== Requirement ==
At the line containing "Study the picture above. For each instance of the black bicycle", begin retyping, and continue word for word until the records below run out.

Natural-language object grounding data

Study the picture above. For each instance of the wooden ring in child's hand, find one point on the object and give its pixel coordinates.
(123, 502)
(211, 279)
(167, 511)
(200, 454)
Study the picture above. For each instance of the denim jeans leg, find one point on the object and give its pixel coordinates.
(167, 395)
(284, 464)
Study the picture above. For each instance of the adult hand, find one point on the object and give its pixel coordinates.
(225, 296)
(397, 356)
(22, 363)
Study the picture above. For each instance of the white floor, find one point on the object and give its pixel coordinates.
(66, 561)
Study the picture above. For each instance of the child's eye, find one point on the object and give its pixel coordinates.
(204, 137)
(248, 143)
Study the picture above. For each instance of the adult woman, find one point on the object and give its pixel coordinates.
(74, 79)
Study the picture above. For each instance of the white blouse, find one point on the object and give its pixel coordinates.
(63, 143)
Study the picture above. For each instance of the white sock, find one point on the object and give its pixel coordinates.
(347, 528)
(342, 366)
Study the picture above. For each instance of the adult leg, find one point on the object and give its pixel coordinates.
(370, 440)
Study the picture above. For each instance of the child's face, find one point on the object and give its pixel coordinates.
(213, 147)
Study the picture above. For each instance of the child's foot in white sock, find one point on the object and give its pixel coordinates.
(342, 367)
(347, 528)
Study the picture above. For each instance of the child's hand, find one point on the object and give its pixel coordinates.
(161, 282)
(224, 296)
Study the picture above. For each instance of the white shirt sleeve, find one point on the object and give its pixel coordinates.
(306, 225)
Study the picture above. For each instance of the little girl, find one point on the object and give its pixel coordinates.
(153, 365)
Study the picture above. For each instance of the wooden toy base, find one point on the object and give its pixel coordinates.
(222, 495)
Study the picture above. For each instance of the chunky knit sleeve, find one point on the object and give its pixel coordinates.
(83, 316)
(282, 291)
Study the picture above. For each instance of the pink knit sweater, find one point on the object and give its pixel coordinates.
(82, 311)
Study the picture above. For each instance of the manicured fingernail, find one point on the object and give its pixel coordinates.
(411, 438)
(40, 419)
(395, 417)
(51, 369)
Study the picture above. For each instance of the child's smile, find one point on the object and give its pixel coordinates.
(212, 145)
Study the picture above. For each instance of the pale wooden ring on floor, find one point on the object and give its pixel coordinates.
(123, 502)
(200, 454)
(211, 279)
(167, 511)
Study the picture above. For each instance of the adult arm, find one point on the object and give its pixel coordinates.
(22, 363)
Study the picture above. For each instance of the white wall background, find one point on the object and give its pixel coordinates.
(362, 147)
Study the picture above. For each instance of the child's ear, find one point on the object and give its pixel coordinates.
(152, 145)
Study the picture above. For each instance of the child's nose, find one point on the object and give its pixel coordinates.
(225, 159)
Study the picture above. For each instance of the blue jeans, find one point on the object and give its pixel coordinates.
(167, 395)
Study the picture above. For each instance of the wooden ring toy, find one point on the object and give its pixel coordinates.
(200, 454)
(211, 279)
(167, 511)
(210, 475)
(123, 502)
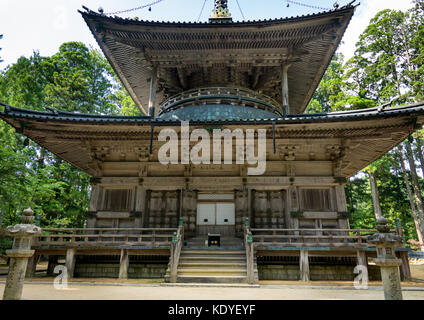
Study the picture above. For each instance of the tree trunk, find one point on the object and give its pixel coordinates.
(415, 183)
(420, 154)
(1, 217)
(411, 199)
(374, 194)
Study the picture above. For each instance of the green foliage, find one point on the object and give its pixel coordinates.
(388, 62)
(75, 79)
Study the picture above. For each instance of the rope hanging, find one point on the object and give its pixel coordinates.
(134, 9)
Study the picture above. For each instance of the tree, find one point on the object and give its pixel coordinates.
(75, 79)
(1, 37)
(411, 198)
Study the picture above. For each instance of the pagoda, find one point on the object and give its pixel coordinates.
(149, 219)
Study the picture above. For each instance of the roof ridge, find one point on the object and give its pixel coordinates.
(348, 7)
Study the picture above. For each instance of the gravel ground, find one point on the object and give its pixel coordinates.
(41, 291)
(143, 289)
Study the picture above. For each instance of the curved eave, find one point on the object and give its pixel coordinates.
(72, 137)
(173, 24)
(14, 115)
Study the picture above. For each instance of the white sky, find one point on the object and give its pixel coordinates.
(43, 25)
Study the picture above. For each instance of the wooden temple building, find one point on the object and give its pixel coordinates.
(147, 219)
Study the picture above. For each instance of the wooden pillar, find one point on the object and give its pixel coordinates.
(285, 89)
(405, 270)
(375, 196)
(153, 89)
(361, 258)
(124, 265)
(32, 265)
(304, 266)
(341, 205)
(140, 204)
(70, 262)
(51, 264)
(96, 192)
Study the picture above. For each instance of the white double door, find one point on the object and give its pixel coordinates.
(216, 214)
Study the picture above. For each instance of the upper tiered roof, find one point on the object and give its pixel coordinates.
(247, 54)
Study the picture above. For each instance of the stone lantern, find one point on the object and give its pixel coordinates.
(385, 243)
(19, 254)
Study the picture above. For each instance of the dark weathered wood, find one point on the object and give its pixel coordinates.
(405, 270)
(124, 265)
(70, 262)
(32, 265)
(304, 266)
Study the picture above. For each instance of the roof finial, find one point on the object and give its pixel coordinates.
(220, 13)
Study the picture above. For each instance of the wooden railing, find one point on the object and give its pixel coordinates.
(312, 237)
(176, 246)
(89, 237)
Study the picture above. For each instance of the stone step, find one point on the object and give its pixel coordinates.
(209, 259)
(211, 279)
(213, 271)
(213, 264)
(213, 252)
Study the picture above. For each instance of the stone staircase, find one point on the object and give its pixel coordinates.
(201, 264)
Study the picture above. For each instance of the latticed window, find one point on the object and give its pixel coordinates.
(315, 199)
(117, 200)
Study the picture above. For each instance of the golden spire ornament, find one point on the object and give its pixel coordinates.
(220, 13)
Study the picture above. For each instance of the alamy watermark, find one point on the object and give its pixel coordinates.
(200, 153)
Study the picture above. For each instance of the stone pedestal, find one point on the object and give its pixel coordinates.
(19, 254)
(385, 243)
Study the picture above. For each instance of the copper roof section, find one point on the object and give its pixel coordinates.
(238, 54)
(77, 138)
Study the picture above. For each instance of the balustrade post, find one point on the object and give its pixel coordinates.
(19, 254)
(70, 262)
(304, 266)
(124, 265)
(386, 259)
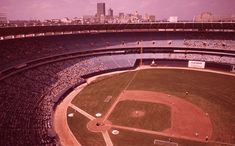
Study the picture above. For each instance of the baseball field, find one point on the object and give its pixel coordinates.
(150, 107)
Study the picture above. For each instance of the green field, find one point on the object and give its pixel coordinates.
(157, 117)
(213, 93)
(77, 124)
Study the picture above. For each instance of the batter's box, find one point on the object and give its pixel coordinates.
(164, 143)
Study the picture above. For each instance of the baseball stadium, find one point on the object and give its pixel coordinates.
(148, 84)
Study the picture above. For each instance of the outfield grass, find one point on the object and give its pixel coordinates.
(77, 125)
(214, 93)
(157, 117)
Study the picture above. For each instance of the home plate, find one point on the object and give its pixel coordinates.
(98, 115)
(70, 115)
(115, 132)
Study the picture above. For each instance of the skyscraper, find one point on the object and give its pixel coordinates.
(100, 9)
(110, 12)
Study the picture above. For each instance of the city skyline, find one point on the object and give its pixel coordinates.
(162, 9)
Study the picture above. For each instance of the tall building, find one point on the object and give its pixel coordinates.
(110, 12)
(100, 9)
(3, 18)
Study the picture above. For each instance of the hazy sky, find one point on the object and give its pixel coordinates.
(46, 9)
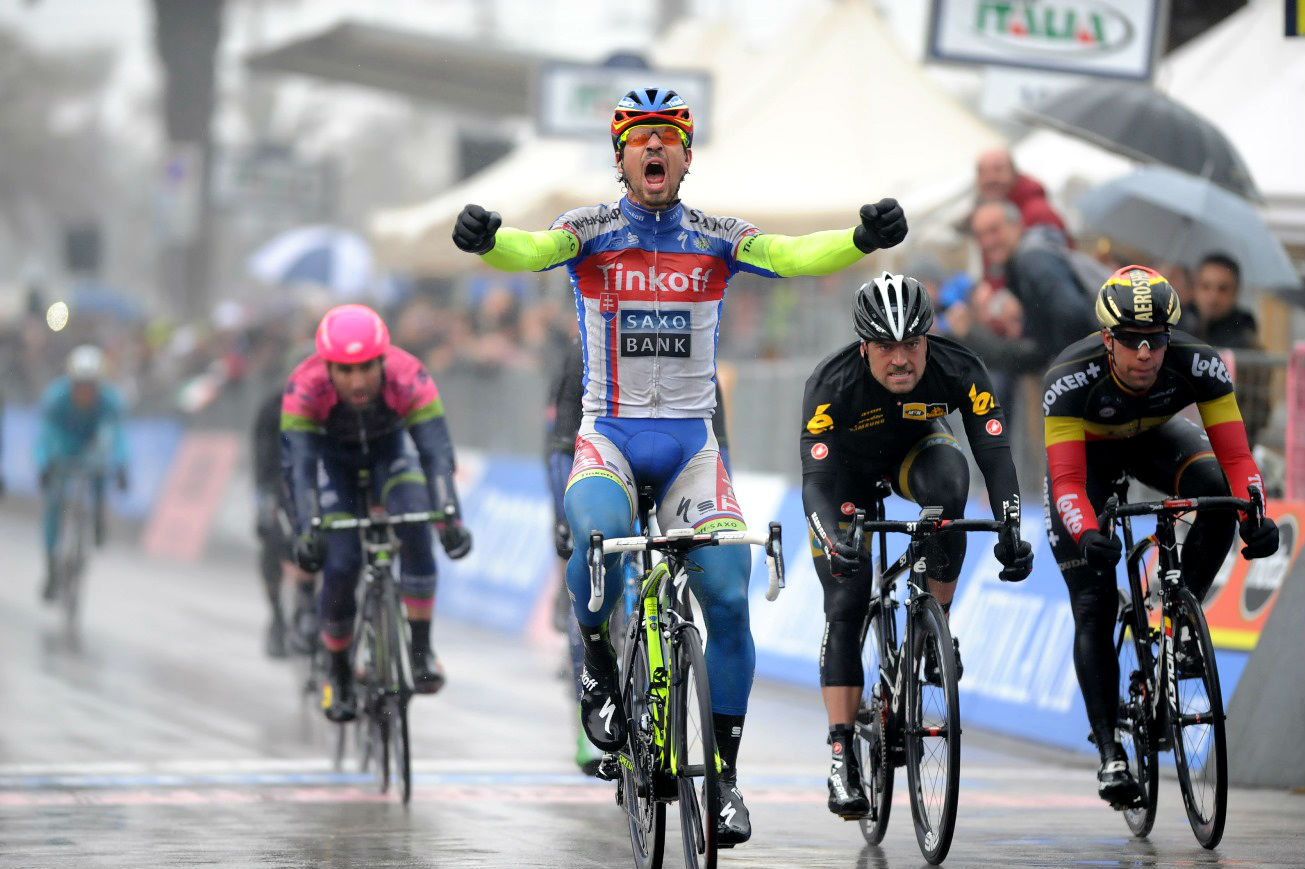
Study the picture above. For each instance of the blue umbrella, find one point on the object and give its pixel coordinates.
(325, 256)
(1180, 218)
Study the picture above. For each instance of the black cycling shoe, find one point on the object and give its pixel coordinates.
(846, 792)
(427, 672)
(338, 702)
(932, 673)
(600, 711)
(1115, 783)
(734, 823)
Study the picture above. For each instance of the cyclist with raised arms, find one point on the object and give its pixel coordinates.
(1108, 405)
(649, 275)
(351, 406)
(81, 418)
(876, 409)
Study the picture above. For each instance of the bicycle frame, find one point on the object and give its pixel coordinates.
(1169, 570)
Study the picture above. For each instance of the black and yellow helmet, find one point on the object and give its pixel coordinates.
(1137, 296)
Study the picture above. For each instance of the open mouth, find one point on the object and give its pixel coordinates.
(654, 172)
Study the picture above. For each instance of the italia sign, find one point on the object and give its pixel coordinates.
(1112, 38)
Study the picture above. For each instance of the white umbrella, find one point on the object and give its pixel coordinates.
(1180, 218)
(316, 255)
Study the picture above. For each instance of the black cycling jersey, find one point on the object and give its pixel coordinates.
(854, 426)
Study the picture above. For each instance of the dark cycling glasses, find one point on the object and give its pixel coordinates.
(641, 135)
(1134, 339)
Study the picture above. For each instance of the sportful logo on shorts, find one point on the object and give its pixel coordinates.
(657, 333)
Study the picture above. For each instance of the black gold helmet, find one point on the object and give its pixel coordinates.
(1137, 296)
(893, 307)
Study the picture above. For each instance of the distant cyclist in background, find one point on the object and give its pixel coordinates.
(347, 409)
(272, 523)
(81, 419)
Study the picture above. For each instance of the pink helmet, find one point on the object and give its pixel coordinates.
(351, 334)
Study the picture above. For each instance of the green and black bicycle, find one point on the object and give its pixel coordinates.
(671, 753)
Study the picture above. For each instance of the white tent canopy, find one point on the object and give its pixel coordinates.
(1249, 81)
(833, 118)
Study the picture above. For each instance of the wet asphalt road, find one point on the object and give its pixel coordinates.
(162, 737)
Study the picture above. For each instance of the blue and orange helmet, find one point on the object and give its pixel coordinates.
(651, 106)
(1137, 296)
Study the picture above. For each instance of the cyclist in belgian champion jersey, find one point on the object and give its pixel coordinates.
(1109, 406)
(649, 277)
(876, 409)
(349, 407)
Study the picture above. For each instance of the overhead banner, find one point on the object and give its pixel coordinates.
(1115, 39)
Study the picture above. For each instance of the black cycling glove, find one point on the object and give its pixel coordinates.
(475, 228)
(1261, 538)
(1100, 551)
(882, 226)
(1015, 557)
(454, 538)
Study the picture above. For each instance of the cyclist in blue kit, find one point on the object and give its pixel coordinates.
(649, 275)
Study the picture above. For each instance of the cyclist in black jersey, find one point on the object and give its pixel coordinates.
(876, 409)
(1109, 405)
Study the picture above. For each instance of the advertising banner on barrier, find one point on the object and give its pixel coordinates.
(512, 557)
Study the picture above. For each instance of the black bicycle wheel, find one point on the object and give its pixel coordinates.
(694, 747)
(932, 731)
(1199, 744)
(372, 740)
(637, 793)
(398, 749)
(872, 747)
(1137, 726)
(394, 701)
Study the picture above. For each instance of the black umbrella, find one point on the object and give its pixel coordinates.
(1143, 124)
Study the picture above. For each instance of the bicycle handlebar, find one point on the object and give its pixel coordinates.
(377, 522)
(684, 540)
(1253, 506)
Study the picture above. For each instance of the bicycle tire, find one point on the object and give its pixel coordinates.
(398, 749)
(646, 814)
(932, 713)
(694, 744)
(872, 749)
(1199, 743)
(1136, 722)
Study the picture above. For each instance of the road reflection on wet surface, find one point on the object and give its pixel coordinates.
(162, 737)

== Answer for this exercise ==
Study the picture above. For each instance of the black bicycle wheel, find one point on the object and give its pixel coordinates.
(694, 747)
(932, 731)
(1199, 744)
(372, 740)
(637, 793)
(398, 749)
(872, 747)
(1137, 726)
(394, 701)
Study the picture above. For each instance of the black umbrella, find one point on the object and give its pixel coordinates.
(1143, 124)
Study the picture above. For each instance of the bicycle handlebar, find one point on the object and give its pixel coordinates.
(377, 522)
(684, 540)
(1253, 506)
Study the picture above. For each instance of the bicycle tire, find one point on the object and give its pixel coordinates.
(398, 749)
(646, 814)
(932, 713)
(694, 744)
(872, 749)
(1199, 743)
(1136, 722)
Study the picture above. For each instance of the road reflection on wet surface, find one point on the object and give its pixel coordinates.
(162, 737)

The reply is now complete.